Exactly repeat all the records below, omitting the images they hold.
+ + +
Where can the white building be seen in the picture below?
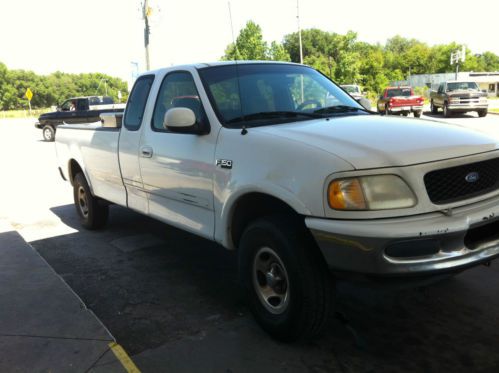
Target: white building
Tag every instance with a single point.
(488, 82)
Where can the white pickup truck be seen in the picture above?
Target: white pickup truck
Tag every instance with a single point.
(277, 162)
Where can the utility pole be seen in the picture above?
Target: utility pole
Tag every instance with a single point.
(146, 12)
(299, 29)
(301, 47)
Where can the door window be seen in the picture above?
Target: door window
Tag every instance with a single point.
(137, 103)
(177, 90)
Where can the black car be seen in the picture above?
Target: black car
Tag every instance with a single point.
(76, 110)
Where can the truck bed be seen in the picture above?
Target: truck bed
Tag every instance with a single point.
(100, 150)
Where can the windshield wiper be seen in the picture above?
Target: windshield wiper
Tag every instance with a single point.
(273, 115)
(340, 109)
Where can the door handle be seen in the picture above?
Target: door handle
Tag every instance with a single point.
(146, 151)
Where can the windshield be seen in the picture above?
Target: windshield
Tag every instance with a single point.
(263, 94)
(399, 92)
(351, 88)
(461, 86)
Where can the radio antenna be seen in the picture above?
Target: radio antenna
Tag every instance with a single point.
(232, 31)
(236, 56)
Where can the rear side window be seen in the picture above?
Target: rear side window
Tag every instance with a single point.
(137, 103)
(177, 90)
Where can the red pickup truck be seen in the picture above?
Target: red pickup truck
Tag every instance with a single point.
(400, 100)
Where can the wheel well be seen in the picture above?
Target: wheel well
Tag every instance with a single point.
(74, 169)
(253, 206)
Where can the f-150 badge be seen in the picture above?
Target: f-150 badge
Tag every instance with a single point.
(224, 163)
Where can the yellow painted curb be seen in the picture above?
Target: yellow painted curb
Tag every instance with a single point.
(123, 357)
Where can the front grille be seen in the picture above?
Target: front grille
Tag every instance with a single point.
+ + +
Answer for this exercise:
Where can the white building be seen in the picture below?
Target: white building
Tag every instance with a single point.
(488, 82)
Where can the white pickup truck be seen in the picture above?
Target: white pickup truck
Tag every instance with a single point.
(277, 162)
Where can the utility pole be seen in the picture above?
Target: utility pole
Tag every instance with a single point.
(146, 12)
(299, 29)
(301, 47)
Where can the door window be seen in the picture above?
Target: door window
Tag every instance with a single point.
(137, 103)
(177, 90)
Where can the black car be seen in the picture above?
Target: black car
Tag every instance with a single point.
(76, 110)
Where can the truck bed be seen in the picture above?
Target: truck bed
Tag every instance with a single point.
(100, 150)
Where can the windshield wiper be seen in the picture above?
Target: windshield wiper
Tag every instance with a single point.
(273, 115)
(340, 109)
Where can the door handle be seen in the picture above?
Target: door handle
Tag every instance with a single point.
(146, 151)
Where can the windshield be seen in the picture above?
Target: windshield
Tag every instance with a single point.
(263, 94)
(399, 92)
(351, 88)
(461, 86)
Where can the radio antenna be seen in the picture above?
Target: radio antenna
Tag every instance with a single point.
(232, 31)
(236, 56)
Where can the rear side window be seen in the picture above?
Target: rear side window
Tag every instance with a single point.
(137, 103)
(177, 90)
Where can the red pickup truck be seen in the picture above?
Target: red pickup truck
Tag every instance with a single point.
(400, 100)
Where can the wheel well be seen in the picture above?
Target: wheel well
Tag every instance with a single point.
(74, 169)
(253, 206)
Where can the f-150 badge be seen in the picture above?
Target: f-150 badge
Tag every instance with a single point.
(224, 163)
Where can the yellow painted curb be seen in the picture above?
Target: yellow painted curb
Tag every instance with a single point.
(123, 357)
Where can the front grille be seen in the picture above?
Target: front grille
Tag every instance with a single point.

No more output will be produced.